TORONTO -- Doctors in Japan are warning other physicians to be on the lookout for COVID-19 among patients with other respiratory infections as more than one virus can be present at the same time.

In a case study, published last week in The BMJ, the doctors profiled the case of a 57-year-old Japanese man who worked in customer service at a restaurant.

He first went to doctors in April, where he tested positive for influenza A, but as his condition failed to improve in the days that followed, he went to hospital where he eventually tested positive for COVID-19 as well.

The patient’s fever lasted four days while in hospital, while his difficulty breathing and low oxygen count in his blood began to improve after a week. The man remained in the hospital for four weeks, but was eventually discharged.

The doctors note that this case should be an indication to other health-care professionals to check for COVID-19 among patients with other respiratory infections.

“During the epidemic, the possibility of COVID-19 should be considered regardless of positive findings for other pathogens,” the doctors wrote in the case study.

Patients infected with other respiratory viruses along with COVID-19 are not unheard of, though it’s unclear how often that occurs.

Studies from New York City and Northern California show 2.1 per cent and 20.7 per cent rates of respiratory infections and COVID-19, respectively. A third study from Wuhan, China shows 4.35 per cent of the COVID-19 patients examined had also been diagnosed with influenza.

In Texas, Eleana Topp was diagnosed with COVID-19 and the flu at the same time back in March.

Soon after her diagnosis, Topp was placed on a ventilator and her family watched as her condition worsened to the point of multiple organ failure.

“In my mind, I said ‘She’s not going to the die from this, she’s going to survive,’” Daniel Topp, Eleana's husband, told CNN. “There’s no doubt that she was.”

After seven weeks, she was able to get off a ventilator and continue rehabilitation. She was able to return to her home last week.

However, the doctors behind the BMJ report note that there is no indication whether someone who has contracted another virus is more or less likely to contract COVID-19.

“There was no significant difference in the rates of SARS-CoV-2 infection in patients with and without other pathogens, the report states. “The presence of a non-SARS-CoV-2 pathogen may not provide reassurance that a patient does not also have SARS-CoV-2.”

DATA SHOWN ▸
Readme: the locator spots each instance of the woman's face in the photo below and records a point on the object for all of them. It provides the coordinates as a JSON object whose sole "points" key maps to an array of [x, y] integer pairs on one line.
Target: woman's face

PROBLEM TO SOLVE ▸
In the news article above on COVID-19 co-infection, how long did the 57-year-old man in Japan remain in the hospital?

TASK ANSWER ▸
Four weeks.